• WORK INSTRUCTIONS
All lines below containing the string "kind" are to be copied.

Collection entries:
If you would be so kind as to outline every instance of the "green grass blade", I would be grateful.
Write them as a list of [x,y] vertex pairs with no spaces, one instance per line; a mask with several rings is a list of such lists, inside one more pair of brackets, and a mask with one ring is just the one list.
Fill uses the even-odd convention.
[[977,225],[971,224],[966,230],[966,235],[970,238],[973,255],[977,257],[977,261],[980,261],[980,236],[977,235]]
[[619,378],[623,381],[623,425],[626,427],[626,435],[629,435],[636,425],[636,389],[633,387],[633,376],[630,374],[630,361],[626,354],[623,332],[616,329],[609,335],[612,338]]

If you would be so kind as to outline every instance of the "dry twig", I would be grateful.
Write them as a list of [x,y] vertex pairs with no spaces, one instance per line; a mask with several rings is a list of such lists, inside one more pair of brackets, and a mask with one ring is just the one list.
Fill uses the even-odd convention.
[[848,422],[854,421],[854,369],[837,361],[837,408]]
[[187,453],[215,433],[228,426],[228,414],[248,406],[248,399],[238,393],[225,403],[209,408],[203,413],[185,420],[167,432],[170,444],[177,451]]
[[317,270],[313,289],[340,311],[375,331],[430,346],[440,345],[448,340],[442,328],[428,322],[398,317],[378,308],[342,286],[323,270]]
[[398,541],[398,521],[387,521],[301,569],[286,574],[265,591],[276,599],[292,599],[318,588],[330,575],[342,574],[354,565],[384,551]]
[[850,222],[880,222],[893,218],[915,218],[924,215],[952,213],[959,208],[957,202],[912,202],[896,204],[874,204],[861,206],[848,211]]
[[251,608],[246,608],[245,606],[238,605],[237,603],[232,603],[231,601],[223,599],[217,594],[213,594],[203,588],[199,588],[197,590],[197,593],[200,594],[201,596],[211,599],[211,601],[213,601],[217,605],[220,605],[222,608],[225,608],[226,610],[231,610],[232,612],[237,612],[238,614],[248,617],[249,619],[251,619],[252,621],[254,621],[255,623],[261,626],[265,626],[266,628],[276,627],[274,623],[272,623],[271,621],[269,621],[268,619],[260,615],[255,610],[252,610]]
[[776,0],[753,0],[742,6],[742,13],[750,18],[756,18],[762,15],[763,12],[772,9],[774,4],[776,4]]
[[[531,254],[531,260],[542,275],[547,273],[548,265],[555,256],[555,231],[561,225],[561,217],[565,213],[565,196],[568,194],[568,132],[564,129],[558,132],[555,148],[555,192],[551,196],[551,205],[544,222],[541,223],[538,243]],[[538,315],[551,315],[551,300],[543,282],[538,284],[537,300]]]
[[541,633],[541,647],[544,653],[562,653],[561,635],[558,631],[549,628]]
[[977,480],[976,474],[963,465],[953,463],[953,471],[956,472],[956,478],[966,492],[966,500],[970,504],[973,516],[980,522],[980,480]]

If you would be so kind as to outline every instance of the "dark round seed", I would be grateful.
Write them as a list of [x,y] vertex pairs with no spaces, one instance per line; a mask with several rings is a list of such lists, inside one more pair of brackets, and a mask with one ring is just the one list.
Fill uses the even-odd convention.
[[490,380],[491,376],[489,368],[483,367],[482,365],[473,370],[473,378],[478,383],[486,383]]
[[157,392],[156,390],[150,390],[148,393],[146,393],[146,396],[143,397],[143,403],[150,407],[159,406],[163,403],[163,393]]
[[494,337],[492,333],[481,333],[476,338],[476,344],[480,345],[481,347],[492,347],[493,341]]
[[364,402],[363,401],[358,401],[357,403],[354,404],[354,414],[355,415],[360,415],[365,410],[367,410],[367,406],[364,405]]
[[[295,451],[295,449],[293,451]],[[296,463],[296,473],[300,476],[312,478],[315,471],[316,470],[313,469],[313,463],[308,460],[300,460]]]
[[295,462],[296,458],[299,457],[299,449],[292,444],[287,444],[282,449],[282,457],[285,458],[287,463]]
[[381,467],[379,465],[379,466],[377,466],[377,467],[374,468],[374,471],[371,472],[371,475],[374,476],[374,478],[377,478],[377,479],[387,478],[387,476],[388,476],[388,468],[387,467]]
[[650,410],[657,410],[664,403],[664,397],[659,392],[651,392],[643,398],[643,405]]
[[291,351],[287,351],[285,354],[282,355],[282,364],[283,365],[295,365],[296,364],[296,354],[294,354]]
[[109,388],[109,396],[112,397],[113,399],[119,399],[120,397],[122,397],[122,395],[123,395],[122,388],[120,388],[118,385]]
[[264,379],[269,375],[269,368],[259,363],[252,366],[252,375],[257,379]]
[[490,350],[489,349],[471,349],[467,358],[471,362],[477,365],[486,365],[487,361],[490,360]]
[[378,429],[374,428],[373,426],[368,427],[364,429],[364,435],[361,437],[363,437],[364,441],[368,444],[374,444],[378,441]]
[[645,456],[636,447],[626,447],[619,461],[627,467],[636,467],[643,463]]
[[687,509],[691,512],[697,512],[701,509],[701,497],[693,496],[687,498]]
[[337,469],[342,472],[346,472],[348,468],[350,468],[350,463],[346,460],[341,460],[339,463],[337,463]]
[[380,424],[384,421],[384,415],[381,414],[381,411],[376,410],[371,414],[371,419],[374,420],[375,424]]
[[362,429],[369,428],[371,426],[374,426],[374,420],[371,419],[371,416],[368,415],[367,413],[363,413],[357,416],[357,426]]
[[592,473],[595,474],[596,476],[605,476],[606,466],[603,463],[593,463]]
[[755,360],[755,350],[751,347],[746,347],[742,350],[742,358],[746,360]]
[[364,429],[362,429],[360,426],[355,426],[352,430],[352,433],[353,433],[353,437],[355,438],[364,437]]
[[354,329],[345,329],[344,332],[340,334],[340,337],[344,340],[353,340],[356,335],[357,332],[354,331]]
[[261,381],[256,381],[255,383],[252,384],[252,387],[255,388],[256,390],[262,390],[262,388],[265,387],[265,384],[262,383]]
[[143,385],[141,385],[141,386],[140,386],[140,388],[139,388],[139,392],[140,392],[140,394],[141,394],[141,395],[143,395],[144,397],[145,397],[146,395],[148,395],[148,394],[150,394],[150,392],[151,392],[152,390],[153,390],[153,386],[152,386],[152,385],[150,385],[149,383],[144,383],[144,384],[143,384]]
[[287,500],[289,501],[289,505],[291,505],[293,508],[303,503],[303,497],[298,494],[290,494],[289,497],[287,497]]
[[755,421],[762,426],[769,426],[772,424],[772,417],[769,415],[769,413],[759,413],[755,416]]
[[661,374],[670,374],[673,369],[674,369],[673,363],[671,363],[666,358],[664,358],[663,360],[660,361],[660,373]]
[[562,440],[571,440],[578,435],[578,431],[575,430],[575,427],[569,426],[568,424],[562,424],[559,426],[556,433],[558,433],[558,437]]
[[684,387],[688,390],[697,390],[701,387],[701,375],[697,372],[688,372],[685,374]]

• SOLUTION TO THE PROBLEM
If you would be so kind as to outline every instance of the "green grass blade", I would be grateful.
If you would be so kind as to outline every instance of the "dry twig", I would be grateful.
If you would be so kind as to outline every instance of the "dark round seed", I would be grateful.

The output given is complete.